### Enunciado de tarea
Imprime el extracto de fuente completo y literal, carácter por carácter.

### Extracto de fuente
%%
A veces me siento como náufrago
en noche de tormenta. Arrojado por la borda de un galeón inexistente, golpeado por
las olas de la adversidad en un mar embravecido bajo la negrura de una noche
sin estrellas, apenas asomando la cabeza entre golpe y golpe de agua salada, débil,
aferrado a un escuálido madero, flotando a la deriva. Y maldiciendo a los
Dioses por mi mala fortuna…
…A todos nos pasa alguna vez. Esa
sensación de tocar fondo tan, tan negativa que parecemos llevar una nube negra
que arroja lluvia, permanentemente, sobre nuestras cabezas aun sentados en el
salón de casa. Y algún otro mal rayo que
nos parta…
Nadie puede pretender ser feliz
eternamente, de principio a fin de su vida (o, al menos, desde que se tiene
conciencia de existencia). No. Pero no viene mal que, de cuando en vez, nos
sonría la Diosa Fortuna.
%%
### Listado
%%
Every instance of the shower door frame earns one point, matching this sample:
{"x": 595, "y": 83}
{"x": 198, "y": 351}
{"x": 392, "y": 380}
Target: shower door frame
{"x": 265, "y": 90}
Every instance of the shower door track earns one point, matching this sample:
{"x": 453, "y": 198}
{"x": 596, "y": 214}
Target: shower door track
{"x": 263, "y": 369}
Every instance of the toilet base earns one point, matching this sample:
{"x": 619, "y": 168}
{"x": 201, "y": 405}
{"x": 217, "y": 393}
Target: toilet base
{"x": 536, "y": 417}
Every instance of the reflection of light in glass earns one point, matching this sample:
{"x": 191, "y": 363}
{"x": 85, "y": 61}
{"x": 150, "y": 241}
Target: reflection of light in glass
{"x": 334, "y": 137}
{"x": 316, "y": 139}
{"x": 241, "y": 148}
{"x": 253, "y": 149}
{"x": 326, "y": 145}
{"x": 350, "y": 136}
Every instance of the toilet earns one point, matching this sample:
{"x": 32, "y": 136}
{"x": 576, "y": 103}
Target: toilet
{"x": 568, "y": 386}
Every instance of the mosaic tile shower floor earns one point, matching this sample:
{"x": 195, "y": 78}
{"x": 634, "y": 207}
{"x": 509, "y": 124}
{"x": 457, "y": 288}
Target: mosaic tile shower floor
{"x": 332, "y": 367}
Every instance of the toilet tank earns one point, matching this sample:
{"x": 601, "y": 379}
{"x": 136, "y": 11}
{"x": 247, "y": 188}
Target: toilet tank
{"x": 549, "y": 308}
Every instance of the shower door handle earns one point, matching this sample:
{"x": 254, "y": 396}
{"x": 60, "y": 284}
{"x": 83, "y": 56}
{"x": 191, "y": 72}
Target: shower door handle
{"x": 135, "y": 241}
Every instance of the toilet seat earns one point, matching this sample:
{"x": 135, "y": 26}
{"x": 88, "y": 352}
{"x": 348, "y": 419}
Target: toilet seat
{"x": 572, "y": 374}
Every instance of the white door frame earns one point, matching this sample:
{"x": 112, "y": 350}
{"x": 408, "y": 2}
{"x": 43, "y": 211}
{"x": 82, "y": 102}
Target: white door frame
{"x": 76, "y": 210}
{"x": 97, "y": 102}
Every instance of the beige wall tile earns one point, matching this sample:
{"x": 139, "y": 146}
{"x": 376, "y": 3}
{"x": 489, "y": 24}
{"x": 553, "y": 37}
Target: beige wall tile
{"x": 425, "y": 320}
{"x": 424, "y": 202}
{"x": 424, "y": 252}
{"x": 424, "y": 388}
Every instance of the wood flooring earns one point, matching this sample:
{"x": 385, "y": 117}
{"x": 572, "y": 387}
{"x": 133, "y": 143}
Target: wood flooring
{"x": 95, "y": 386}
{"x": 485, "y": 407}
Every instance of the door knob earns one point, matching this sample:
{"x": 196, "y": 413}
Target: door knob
%%
%%
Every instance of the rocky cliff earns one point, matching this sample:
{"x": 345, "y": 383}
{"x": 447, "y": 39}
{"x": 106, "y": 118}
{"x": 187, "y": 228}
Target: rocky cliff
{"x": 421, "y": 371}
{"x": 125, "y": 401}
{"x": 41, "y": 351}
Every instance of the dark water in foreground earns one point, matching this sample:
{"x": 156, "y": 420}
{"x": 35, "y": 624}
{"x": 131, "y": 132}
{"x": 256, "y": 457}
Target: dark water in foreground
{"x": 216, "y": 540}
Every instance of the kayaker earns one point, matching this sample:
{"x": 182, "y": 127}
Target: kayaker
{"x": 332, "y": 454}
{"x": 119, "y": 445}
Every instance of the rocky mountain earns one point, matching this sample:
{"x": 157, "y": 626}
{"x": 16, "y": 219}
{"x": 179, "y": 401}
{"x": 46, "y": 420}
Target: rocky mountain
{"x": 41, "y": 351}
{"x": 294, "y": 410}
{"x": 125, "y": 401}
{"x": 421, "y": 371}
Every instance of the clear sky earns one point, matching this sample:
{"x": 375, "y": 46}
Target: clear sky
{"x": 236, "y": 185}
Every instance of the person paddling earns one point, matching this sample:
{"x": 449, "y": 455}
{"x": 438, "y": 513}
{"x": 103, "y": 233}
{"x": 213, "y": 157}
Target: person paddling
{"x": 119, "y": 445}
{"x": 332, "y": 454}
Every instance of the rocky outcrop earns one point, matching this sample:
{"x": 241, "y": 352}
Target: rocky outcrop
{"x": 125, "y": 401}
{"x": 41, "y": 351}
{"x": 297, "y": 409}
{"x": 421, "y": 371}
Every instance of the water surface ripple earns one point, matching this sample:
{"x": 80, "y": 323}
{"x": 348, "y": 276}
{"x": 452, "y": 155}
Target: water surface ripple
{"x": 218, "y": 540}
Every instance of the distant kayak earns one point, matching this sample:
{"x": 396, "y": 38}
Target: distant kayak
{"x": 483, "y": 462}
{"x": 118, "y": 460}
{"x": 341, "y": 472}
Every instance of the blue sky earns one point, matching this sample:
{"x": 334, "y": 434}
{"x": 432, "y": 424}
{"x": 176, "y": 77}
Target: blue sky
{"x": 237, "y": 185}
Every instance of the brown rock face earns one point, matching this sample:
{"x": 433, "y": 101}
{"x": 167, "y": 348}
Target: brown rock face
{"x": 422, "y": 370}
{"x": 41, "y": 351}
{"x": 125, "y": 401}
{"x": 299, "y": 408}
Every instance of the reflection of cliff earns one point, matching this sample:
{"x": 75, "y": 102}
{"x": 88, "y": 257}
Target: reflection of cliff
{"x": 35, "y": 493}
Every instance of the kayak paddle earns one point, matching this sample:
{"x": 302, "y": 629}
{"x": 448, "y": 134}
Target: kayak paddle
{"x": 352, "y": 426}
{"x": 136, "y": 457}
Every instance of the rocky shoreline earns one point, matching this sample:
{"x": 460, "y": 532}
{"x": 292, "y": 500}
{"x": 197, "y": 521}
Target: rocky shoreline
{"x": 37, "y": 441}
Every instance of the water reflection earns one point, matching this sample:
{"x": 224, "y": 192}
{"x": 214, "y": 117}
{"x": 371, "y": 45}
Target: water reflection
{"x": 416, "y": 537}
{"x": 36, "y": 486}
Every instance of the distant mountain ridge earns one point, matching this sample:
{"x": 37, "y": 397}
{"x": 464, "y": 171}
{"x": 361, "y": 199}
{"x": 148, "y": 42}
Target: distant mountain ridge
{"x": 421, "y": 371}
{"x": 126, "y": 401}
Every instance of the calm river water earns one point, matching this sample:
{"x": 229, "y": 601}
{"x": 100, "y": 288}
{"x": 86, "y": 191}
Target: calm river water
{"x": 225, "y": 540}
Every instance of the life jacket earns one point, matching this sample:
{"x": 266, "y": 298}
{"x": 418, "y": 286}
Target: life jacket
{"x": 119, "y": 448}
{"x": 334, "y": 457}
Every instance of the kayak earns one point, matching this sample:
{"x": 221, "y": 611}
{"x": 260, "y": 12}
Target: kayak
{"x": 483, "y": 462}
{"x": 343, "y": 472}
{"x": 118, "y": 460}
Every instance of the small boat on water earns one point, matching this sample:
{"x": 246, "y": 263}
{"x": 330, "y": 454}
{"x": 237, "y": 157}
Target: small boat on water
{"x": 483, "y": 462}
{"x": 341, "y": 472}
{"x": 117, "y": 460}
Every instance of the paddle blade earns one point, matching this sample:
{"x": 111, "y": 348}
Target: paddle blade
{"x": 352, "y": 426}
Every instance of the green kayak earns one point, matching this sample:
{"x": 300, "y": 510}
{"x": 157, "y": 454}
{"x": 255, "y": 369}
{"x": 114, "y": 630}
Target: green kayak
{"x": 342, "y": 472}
%%
%%
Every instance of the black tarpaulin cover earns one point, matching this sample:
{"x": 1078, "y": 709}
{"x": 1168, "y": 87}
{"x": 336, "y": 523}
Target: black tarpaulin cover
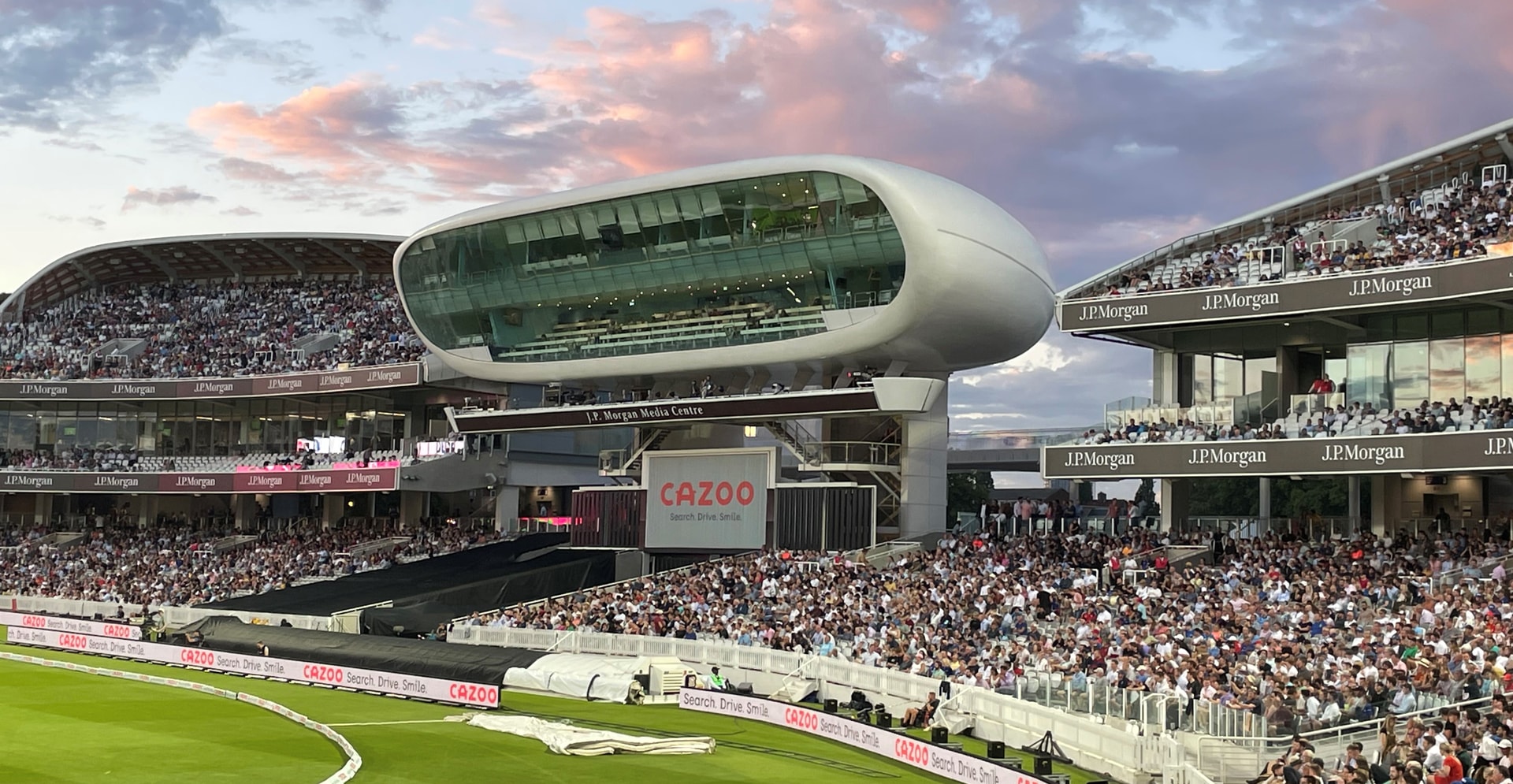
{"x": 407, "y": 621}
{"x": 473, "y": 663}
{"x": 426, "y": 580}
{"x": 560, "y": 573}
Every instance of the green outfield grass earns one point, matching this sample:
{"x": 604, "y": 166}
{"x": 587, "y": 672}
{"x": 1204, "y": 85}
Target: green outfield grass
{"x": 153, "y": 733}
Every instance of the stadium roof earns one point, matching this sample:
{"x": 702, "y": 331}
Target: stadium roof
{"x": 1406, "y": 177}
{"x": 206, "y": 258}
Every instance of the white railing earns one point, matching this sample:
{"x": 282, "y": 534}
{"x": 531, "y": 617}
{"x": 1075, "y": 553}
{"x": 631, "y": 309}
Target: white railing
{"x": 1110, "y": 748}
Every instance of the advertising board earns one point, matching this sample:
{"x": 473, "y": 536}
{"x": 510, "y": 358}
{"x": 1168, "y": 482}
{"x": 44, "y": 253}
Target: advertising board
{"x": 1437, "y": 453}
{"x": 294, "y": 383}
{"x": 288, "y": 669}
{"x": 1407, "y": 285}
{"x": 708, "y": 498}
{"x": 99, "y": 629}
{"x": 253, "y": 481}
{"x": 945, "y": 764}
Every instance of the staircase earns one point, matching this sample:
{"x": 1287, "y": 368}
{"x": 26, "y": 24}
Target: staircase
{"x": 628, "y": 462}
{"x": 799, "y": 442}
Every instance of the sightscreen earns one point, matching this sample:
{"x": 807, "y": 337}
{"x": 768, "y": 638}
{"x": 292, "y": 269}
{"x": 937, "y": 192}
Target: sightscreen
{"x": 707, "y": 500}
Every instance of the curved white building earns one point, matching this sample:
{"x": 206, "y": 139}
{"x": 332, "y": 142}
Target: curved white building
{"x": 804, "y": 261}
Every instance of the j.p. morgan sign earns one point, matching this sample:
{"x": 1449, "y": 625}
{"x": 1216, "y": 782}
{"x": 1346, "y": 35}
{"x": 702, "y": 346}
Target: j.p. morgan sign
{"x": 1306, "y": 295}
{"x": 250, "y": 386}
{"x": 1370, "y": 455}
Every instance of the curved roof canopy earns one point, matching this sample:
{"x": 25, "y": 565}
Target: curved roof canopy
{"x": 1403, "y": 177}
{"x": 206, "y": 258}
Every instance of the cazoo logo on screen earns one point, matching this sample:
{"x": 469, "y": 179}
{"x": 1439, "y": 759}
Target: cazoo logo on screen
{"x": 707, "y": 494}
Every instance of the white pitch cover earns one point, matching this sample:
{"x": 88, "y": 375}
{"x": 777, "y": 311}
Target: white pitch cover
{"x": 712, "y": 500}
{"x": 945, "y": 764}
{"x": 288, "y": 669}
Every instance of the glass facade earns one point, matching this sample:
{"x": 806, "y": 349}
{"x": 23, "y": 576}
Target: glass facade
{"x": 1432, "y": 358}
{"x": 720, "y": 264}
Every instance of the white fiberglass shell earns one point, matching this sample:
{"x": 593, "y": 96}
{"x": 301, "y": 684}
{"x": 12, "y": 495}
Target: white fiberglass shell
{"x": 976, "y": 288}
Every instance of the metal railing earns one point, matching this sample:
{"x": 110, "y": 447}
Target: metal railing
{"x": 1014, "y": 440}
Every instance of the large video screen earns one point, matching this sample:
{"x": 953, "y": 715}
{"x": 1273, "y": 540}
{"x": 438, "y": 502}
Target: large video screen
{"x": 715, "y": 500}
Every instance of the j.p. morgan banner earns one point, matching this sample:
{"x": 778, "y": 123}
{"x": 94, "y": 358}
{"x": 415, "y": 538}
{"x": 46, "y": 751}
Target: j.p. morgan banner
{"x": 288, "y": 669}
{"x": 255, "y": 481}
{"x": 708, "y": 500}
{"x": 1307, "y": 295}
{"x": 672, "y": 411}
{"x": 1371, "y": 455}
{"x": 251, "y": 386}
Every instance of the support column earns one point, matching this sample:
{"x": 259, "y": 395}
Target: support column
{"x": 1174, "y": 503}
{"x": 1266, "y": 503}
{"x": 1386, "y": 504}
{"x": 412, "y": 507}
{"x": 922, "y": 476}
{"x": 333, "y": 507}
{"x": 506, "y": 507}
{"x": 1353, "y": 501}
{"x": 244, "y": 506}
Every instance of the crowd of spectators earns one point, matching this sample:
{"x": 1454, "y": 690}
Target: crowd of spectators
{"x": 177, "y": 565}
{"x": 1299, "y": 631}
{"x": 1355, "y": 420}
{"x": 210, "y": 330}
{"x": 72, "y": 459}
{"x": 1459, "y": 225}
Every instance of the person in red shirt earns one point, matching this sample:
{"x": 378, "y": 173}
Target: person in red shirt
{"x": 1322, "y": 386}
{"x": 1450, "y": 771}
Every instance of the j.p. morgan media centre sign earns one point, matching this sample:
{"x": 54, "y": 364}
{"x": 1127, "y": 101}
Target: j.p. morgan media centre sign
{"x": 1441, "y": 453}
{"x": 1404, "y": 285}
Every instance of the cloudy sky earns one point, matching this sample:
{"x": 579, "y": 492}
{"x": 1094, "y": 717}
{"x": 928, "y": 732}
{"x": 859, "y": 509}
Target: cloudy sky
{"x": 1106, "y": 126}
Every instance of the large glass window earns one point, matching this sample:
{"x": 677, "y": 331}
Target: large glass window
%%
### Solución propuesta
A veces me siento como náufrago
en noche de tormenta. Arrojado por la borda de un galeón inexistente, golpeado por
las olas de la adversidad en un mar embravecido bajo la negrura de una noche
sin estrellas, apenas asomando la cabeza entre golpe y golpe de agua salada, débil,
aferrado a un escuálido madero, flotando a la deriva. Y maldiciendo a los
Dioses por mi mala fortuna…
…A todos nos pasa alguna vez. Esa
sensación de tocar fondo tan, tan negativa que parecemos llevar una nube negra
que arroja lluvia, permanentemente, sobre nuestras cabezas aun sentados en el
salón de casa. Y algún otro mal rayo que
nos parta…
Nadie puede pretender ser feliz
eternamente, de principio a fin de su vida (o, al menos, desde que se tiene
conciencia de existencia). No. Pero no viene mal que, de cuando en vez, nos
sonría la Diosa Fortuna.